■ **Data supplied**:
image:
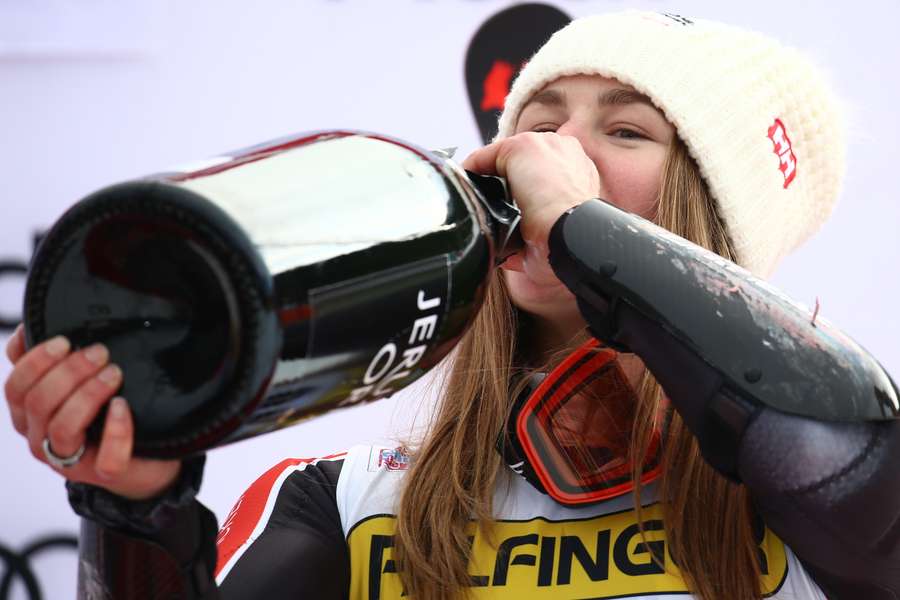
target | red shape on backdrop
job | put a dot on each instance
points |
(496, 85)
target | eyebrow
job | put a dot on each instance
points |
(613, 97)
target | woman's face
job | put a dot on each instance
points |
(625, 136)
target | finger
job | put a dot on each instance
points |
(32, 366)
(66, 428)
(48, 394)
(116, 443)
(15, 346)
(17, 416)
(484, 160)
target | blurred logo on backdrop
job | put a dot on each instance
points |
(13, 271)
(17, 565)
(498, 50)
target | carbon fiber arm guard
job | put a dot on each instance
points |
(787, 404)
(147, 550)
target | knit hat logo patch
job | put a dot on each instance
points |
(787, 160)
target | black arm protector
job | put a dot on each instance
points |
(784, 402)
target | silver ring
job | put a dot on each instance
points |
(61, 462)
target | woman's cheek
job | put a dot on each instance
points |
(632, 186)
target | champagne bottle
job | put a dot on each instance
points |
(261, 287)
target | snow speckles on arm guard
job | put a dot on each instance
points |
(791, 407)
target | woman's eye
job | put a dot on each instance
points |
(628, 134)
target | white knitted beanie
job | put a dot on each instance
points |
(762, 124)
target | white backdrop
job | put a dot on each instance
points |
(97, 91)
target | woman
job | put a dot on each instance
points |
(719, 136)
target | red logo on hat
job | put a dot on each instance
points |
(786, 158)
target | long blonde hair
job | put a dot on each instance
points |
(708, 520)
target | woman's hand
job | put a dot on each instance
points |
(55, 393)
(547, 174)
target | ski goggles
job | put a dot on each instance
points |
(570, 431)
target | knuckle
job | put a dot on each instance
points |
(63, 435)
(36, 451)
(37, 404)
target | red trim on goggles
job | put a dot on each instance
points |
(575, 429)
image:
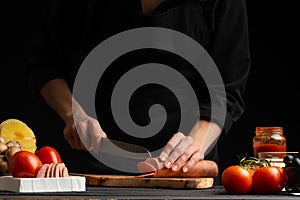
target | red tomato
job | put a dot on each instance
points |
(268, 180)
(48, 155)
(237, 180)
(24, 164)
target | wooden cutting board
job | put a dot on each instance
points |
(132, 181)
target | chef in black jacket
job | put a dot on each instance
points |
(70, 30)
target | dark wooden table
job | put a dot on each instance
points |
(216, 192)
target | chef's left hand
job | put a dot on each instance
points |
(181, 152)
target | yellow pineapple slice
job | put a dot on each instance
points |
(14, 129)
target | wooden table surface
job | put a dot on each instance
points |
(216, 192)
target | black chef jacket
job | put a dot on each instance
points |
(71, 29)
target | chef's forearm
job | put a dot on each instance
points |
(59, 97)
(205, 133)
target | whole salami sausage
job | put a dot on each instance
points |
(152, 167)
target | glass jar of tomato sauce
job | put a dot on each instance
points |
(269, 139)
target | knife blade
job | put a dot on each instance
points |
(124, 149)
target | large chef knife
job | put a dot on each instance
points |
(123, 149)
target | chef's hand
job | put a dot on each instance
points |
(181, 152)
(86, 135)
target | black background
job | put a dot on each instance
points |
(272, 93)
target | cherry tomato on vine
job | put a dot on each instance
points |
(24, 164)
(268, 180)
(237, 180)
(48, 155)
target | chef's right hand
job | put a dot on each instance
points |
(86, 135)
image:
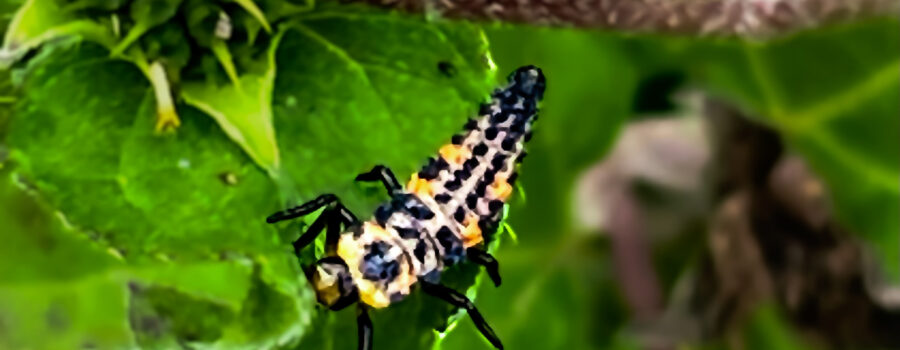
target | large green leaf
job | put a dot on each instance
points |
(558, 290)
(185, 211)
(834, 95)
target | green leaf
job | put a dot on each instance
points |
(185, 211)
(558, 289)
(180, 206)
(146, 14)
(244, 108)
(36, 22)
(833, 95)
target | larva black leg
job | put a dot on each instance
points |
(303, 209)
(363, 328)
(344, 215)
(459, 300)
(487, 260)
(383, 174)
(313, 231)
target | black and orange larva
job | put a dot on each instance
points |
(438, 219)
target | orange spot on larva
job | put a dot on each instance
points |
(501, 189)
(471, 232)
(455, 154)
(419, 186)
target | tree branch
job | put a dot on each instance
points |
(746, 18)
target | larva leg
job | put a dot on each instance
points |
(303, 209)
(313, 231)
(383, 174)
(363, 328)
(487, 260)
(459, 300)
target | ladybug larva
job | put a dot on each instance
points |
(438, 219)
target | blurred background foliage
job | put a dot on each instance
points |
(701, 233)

■ **What you will do**: Repeat the listing exactly; do not print any picture.

■ **Worked solution**:
image:
target | red shape on backdrop
job | put a dot on each instance
points |
(496, 85)
target | eyebrow
job | put a dot on each instance
points |
(613, 97)
target | woman's face
job | put a dot on each instance
points |
(625, 136)
target | finger
job | put a dot on each instance
points |
(32, 366)
(66, 428)
(48, 394)
(116, 443)
(15, 346)
(17, 416)
(484, 160)
target | blurred logo on backdrop
job | put a dot on each instance
points |
(13, 271)
(17, 565)
(498, 50)
target | carbon fiber arm guard
job | put a dot on each instance
points |
(787, 404)
(147, 550)
target | knit hat logo patch
job | put a dot on each instance
points |
(787, 160)
target | black arm protector
job | put a dot on each instance
points |
(784, 402)
target | silver ring
job | put a dot on each instance
points |
(61, 462)
target | woman's cheek
job | put a dot on each instance
points |
(632, 186)
target | champagne bottle
job | put a dot on each instance
points |
(261, 287)
target | snow speckles on arm guard
job | put a dot on each instance
points |
(791, 407)
target | woman's eye
job | put a dot on each instance
points |
(628, 134)
target | white knitted beanie
job | put a dot on each instance
points |
(762, 124)
target | white backdrop
job | put a dot on each instance
points |
(97, 91)
target | woman
job | put a dot on each instance
points |
(719, 136)
target | red logo on hat
job | put a dot on each instance
points |
(786, 158)
target | long blonde hair
job | put a dot on each instance
points |
(708, 520)
target | woman's hand
job | put a dot on each instance
points |
(55, 393)
(547, 174)
target | ski goggles
job | put a dot on each instance
points |
(570, 431)
target | knuckle
job | put a dot on each instance
points |
(63, 435)
(36, 451)
(37, 404)
target | red trim on goggles
job | put a dot on each instance
points |
(575, 429)
image:
target | red tomato
job | put a dot on each instance
points |
(268, 180)
(48, 155)
(237, 180)
(24, 164)
target | wooden cutting board
job | put a dot on each instance
points |
(132, 181)
target | chef in black jacket
job | put a dot on each instance
points |
(70, 30)
target | dark wooden table
job | put a dot on each instance
points |
(216, 192)
target | chef's left hand
job | put a dot on each instance
points |
(181, 152)
target | yellow pineapple slice
job | put a dot on each instance
points |
(14, 129)
target | wooden table surface
job | put a dot on each instance
points |
(216, 192)
target | black chef jacket
job | put a dot on each instance
points |
(71, 29)
target | chef's forearm
job | put a dot on each instance
points |
(59, 97)
(205, 133)
target | whole salami sausage
job | put a dot on each instance
points |
(152, 167)
target | glass jar of tomato sauce
job | put a dot on each instance
points |
(269, 139)
target | knife blade
job | put a dot on each instance
points |
(124, 149)
target | large chef knife
job | put a dot on each instance
points |
(123, 149)
target | chef's hand
job | put a dot on each instance
points |
(181, 152)
(86, 135)
target | black background
job | put a dot on each instance
points |
(272, 93)
target | cherry tomato on vine
job | put a dot on each instance
points |
(24, 164)
(268, 180)
(237, 180)
(48, 155)
target | chef's right hand
job | put a dot on each instance
points |
(86, 135)
image:
target | large green leaf
job | put a dot on each instance
points |
(558, 290)
(185, 211)
(834, 95)
target | green leaf
job | put a dot on each instance
points |
(185, 211)
(558, 289)
(180, 206)
(146, 14)
(244, 108)
(36, 22)
(833, 95)
target | larva black leg
job | put a dot on each instance
points |
(303, 209)
(363, 328)
(344, 215)
(459, 300)
(487, 260)
(383, 174)
(313, 231)
target | black and orange larva
job | put a dot on each instance
points |
(438, 219)
target | orange spot on larva
job | put a dot on each instance
points |
(501, 189)
(471, 232)
(455, 154)
(419, 186)
target | tree branch
job | put a dot on each instance
points |
(746, 18)
target | larva leg
job | put a dot on each instance
points |
(303, 209)
(313, 231)
(383, 174)
(363, 328)
(487, 260)
(459, 300)
target | ladybug larva
job | put a dot on each instance
points |
(438, 219)
target | blurred background foliage
job | put a dot on each instance
points |
(701, 233)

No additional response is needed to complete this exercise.